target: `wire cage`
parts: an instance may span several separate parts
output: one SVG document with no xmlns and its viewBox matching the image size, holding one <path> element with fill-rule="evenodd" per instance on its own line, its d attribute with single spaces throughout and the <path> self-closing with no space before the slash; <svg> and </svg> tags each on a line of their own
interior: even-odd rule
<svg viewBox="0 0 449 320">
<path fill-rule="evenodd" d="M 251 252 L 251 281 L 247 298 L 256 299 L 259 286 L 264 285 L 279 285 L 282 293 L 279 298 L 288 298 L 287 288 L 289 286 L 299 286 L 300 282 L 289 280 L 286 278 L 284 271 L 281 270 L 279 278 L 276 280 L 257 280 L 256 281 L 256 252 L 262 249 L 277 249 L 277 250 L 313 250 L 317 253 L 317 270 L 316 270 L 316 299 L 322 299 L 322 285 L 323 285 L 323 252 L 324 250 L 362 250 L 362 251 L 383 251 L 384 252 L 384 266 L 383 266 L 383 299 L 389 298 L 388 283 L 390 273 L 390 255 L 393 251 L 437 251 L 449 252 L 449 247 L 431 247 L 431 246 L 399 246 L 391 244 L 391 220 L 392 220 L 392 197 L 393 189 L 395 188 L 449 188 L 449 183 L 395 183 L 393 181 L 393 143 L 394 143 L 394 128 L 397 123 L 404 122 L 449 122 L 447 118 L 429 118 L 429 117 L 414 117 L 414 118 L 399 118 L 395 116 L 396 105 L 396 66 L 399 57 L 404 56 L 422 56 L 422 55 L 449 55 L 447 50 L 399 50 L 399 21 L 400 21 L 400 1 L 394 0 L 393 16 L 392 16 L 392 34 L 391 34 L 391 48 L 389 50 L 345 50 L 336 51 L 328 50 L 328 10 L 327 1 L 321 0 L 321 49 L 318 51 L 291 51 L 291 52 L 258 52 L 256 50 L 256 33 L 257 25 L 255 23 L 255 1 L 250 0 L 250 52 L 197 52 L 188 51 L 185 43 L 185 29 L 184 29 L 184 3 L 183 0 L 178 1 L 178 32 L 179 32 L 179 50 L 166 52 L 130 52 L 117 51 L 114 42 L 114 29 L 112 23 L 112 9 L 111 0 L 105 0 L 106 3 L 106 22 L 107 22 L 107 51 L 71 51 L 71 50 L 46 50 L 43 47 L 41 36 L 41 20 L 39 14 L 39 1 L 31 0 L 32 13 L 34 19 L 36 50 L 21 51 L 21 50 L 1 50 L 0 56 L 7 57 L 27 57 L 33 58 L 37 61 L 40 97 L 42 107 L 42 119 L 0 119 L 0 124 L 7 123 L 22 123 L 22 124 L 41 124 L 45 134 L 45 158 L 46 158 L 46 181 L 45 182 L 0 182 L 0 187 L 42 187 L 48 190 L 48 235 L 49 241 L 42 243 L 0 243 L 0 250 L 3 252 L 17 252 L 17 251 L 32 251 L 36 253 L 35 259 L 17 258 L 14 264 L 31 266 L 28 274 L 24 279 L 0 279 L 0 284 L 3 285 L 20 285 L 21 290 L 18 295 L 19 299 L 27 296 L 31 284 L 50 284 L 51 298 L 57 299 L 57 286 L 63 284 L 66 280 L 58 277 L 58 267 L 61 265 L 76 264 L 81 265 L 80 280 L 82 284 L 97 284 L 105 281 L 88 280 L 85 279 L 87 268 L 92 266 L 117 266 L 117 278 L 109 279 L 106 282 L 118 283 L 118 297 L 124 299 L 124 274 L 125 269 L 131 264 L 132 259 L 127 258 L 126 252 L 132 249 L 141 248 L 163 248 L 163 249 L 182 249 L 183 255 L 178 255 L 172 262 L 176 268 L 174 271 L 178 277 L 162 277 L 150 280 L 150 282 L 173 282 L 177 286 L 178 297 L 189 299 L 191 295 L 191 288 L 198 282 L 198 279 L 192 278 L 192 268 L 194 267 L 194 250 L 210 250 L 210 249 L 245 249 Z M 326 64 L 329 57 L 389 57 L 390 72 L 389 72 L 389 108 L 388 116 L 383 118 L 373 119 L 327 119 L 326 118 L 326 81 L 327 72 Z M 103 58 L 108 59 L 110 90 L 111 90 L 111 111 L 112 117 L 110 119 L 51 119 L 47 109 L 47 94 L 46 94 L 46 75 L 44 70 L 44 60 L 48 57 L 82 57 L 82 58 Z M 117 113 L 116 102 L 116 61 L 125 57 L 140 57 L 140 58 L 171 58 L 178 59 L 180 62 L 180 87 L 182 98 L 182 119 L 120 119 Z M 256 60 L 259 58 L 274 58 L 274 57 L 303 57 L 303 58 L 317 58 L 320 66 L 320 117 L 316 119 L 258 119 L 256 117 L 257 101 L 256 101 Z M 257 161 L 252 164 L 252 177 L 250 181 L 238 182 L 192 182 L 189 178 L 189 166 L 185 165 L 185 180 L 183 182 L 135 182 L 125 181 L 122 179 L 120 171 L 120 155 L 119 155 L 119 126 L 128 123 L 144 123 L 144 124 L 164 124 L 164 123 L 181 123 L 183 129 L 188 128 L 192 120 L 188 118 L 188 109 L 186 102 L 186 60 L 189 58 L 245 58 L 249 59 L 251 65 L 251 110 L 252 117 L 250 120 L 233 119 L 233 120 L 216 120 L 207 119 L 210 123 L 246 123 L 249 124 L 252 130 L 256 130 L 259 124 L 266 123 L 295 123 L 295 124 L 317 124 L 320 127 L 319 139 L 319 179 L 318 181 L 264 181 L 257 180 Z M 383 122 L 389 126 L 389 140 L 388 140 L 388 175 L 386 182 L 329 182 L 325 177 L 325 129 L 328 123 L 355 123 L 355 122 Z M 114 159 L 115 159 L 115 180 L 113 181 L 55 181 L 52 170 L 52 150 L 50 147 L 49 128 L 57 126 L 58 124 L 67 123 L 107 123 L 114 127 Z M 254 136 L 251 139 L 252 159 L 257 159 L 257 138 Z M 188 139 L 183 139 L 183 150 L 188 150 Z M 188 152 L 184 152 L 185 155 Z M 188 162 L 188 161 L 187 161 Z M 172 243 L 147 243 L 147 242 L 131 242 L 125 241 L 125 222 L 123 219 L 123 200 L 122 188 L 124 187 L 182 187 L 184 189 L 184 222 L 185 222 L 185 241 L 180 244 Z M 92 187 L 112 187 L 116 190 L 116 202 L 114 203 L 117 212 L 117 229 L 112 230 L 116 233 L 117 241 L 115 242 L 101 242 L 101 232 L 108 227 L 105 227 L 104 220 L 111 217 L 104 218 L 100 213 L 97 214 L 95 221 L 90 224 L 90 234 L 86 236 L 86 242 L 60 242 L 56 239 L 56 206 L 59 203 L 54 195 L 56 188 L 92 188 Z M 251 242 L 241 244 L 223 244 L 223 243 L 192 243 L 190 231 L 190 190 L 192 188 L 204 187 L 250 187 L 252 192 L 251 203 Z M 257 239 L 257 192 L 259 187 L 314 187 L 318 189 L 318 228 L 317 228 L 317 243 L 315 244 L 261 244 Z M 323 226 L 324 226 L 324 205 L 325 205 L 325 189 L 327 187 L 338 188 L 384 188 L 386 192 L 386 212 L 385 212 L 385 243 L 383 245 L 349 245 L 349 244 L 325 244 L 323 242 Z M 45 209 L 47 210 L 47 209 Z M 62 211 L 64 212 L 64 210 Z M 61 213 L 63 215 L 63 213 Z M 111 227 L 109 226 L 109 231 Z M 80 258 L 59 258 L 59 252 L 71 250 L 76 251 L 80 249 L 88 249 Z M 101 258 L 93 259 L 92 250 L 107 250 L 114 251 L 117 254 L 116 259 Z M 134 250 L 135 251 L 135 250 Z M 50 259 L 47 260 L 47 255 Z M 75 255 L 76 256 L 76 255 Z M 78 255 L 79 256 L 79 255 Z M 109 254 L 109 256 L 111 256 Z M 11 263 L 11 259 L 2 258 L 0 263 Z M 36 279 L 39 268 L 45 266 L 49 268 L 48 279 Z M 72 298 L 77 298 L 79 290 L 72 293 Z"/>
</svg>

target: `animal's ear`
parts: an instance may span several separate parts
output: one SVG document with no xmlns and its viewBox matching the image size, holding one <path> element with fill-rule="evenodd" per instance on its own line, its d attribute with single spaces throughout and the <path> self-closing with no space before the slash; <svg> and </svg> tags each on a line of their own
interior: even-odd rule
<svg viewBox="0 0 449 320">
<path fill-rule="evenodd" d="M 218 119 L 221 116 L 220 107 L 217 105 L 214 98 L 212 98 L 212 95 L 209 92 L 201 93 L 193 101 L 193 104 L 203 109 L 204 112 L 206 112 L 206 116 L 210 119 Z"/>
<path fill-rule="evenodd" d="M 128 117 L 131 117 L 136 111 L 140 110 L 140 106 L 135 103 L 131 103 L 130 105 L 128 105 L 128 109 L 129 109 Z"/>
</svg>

_PROMPT_
Scan the entries above for the string "target", and copy every line where it turns up.

_RESPONSE TO THIS EXERCISE_
target: `wire cage`
target: `animal's ear`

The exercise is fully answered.